> [Your assignment]: From the first line to the last, write out the records below exactly as they appear.

:: Data in this exercise ::

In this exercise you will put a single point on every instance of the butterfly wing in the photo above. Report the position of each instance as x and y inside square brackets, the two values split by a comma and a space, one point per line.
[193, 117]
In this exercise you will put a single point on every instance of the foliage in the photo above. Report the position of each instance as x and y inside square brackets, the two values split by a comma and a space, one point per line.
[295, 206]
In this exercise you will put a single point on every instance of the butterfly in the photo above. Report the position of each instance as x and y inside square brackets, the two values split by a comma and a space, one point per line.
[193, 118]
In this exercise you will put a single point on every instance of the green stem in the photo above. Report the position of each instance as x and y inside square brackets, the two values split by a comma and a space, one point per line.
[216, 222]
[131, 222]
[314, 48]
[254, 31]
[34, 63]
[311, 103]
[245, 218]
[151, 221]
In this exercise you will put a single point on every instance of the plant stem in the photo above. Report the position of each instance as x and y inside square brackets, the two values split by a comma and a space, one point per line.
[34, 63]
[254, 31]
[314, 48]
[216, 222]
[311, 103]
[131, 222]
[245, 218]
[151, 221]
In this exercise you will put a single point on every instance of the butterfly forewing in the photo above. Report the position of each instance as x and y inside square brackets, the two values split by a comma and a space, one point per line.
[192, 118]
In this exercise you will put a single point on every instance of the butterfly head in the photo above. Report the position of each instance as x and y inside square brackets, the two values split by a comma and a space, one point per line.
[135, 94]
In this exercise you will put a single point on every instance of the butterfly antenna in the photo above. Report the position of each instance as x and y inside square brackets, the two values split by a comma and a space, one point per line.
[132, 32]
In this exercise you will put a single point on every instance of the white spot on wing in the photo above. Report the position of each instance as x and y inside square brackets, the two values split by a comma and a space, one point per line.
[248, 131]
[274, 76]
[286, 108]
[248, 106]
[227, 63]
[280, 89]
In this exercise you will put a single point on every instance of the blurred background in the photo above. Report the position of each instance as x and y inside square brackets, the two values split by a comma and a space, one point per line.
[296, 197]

:::

> [Response below]:
In this exercise you will put a single point on every instance of the butterfly wing in the photo above. Report the position of each instance as x and y inside square brackets, the two values split by a comma and a space, one point per line.
[193, 117]
In this exercise you will put a single point on every instance of the foliage in the photo above. Report the position of each instance as x and y inside square brackets, the two values split by a comma and a space, one point per line.
[295, 206]
In this exercise you will put a single point on every instance of the butterfly in the photo above. Report the position of each instance as x and y inside square brackets, the two values split by a comma and a space, one point per line.
[193, 118]
In this exercise you will put a single point on every instance of the green stem in the photo above. Report the position of each instance as x and y inside square brackets, the two values split by a comma and a space, one point per line.
[216, 222]
[131, 222]
[314, 48]
[254, 31]
[34, 63]
[311, 103]
[245, 218]
[151, 221]
In this exercise you will put a single point on every instance of the plant stem in the photo above. Report the position of each instance as x and y inside square brackets, the two values split by a comma and a space, one point per line.
[34, 63]
[254, 31]
[314, 48]
[216, 222]
[311, 103]
[131, 222]
[245, 218]
[151, 221]
In this exercise you will put a single point on every instance of the butterfly forewing in the photo above. Report the position of each instance as x and y inside square brackets, the two values split by a comma and a space, one point per line.
[192, 118]
In this exercise you will put a single point on every instance of the butterfly head in the photo above. Report the position of each instance as x and y inside square brackets, the two values split by a comma and a space, one point per line.
[135, 94]
In this exercise you will put a single point on every instance of the butterfly antenna in the photo above. Report the position of each instance as x and y inside square brackets, the two values split by a comma and a space, one point per line.
[132, 32]
In this exercise you will put a single point on every instance of the white spot on wing in the photo above. Report the position of each instance as x and y inside square brackets, the two values split by a comma and a space, one point per line.
[248, 131]
[274, 76]
[286, 108]
[248, 106]
[227, 63]
[280, 89]
In this exercise you will put a single point on every instance of the blurred background in the photo above. Report the position of each instance as x and y inside square brackets, the two values split by a comma and a space, one point per line.
[296, 197]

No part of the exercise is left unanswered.